- **Exercise**: Rewrite the stretch from the line containing "Provide the location of each instance of the suit" through the end of the material, putting "tie" wherever "necktie" appears and changing nothing else.

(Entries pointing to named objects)
%%

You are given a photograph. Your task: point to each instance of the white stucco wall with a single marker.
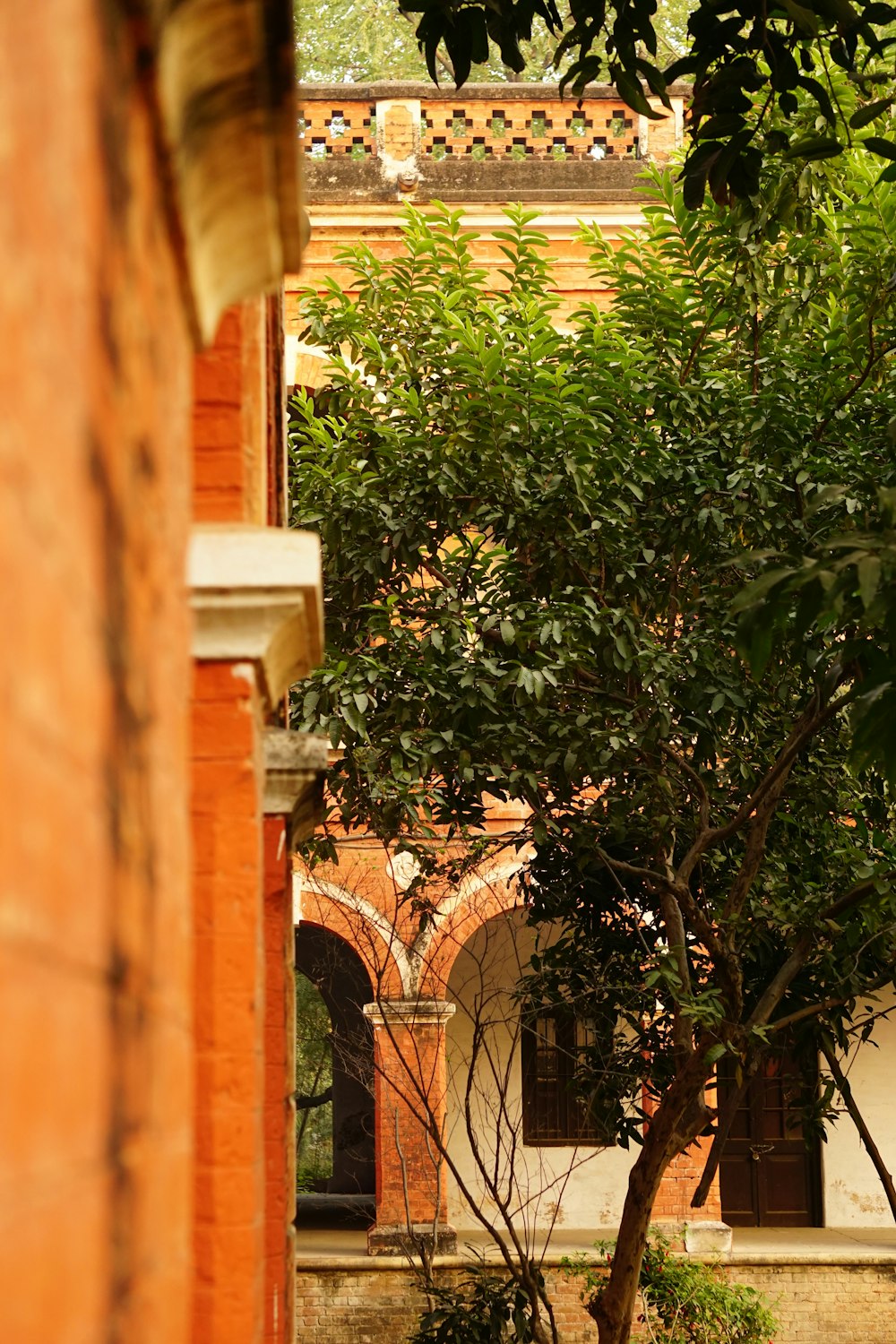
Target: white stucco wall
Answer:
(850, 1190)
(575, 1188)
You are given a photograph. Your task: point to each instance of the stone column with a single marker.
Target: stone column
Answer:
(702, 1230)
(410, 1085)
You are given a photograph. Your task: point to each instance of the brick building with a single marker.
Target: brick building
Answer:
(148, 206)
(424, 988)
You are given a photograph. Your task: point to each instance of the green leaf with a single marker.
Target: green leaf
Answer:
(869, 113)
(885, 148)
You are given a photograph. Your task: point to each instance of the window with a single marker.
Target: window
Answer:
(554, 1110)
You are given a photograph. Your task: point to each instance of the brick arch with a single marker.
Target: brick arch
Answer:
(365, 927)
(460, 916)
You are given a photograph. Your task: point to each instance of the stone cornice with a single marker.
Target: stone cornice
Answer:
(409, 1012)
(255, 594)
(295, 766)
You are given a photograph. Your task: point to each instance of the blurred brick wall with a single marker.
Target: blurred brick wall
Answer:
(94, 508)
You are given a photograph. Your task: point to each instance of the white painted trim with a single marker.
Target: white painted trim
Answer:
(255, 593)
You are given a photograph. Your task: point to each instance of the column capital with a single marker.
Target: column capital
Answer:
(410, 1012)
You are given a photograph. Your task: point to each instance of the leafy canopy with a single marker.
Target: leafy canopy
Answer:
(748, 64)
(535, 539)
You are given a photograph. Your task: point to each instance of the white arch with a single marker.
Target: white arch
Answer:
(406, 959)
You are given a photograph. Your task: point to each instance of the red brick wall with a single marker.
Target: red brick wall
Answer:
(409, 1088)
(815, 1303)
(228, 1005)
(280, 1086)
(94, 903)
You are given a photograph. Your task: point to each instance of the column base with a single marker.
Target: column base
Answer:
(408, 1241)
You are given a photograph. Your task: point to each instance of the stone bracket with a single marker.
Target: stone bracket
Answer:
(255, 594)
(295, 766)
(411, 1241)
(410, 1012)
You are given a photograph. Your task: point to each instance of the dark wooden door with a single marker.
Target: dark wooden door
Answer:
(770, 1176)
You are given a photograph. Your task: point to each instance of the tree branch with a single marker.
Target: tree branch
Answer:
(858, 1121)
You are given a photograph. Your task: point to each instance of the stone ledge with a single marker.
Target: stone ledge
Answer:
(255, 594)
(295, 766)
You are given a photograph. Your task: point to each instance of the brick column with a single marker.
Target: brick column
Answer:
(228, 1004)
(280, 1085)
(410, 1083)
(704, 1228)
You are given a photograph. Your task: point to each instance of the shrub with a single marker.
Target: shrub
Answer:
(481, 1309)
(686, 1301)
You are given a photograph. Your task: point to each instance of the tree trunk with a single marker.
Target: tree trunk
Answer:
(677, 1120)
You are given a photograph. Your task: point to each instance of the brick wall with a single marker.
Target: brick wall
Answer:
(228, 1005)
(231, 419)
(817, 1303)
(94, 902)
(280, 1086)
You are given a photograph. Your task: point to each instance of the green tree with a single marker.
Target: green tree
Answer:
(533, 545)
(747, 61)
(359, 40)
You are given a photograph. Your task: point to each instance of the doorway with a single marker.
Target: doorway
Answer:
(770, 1172)
(343, 1089)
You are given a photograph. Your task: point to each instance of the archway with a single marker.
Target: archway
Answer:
(339, 975)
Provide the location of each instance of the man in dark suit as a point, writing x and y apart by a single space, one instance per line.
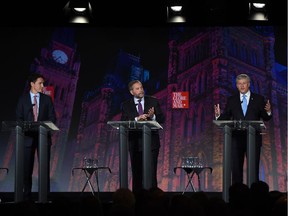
257 109
42 104
132 112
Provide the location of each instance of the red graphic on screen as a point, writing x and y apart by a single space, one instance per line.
180 100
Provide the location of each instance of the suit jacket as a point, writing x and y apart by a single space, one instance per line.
129 112
255 112
46 112
255 109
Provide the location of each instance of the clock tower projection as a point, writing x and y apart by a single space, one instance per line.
60 65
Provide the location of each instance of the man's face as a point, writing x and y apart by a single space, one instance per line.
37 86
243 85
137 90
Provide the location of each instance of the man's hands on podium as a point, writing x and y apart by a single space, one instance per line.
146 116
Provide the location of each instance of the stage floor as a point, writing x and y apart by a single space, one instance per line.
105 197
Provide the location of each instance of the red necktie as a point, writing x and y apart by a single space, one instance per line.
140 108
35 108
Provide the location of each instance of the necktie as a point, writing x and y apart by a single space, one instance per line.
244 104
35 108
140 108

%%

- **Answer for this exercise**:
Provide the location of each instance of the suit jacket as a point, writing x and y apart by a single space, one instance per line.
129 112
255 112
46 112
255 109
Provide the location of each instance of the clock tower projection as a point, writing x and y apart by a single space, one instance per line.
60 65
Provide the location of each instance of the man's face as a point, writing x and y apart by a single space, one instance per line.
37 86
243 85
137 90
Provide the location of each instance of the man's hands on podium as a point, writing x and y apart by a single space, one instance per line.
146 116
Provide the location of each instance of the stage floor as a point, writing x and y apart by a single space, one instance per line.
105 197
Provide the location of each instance of the red tie as a point, writing x and y apart by a single space, one instance per line.
140 108
35 108
Provide the location of each instance of the tie as a point, writing x and y apart by a single space, one instance per line.
244 104
35 108
140 108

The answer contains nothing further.